(Dataset records)
+===+
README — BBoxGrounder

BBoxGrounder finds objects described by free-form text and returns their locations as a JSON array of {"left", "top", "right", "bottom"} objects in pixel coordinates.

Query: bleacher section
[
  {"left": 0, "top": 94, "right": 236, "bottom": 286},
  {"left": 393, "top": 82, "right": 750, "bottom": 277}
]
+===+
Quote every one of the records above verbatim, reproducing each line without alteration.

README — BBoxGrounder

BBoxGrounder finds objects described by free-form text and returns their locations as a JSON array of {"left", "top", "right", "bottom"} objects in pixel coordinates.

Query: bleacher section
[
  {"left": 0, "top": 94, "right": 236, "bottom": 286},
  {"left": 393, "top": 82, "right": 750, "bottom": 277}
]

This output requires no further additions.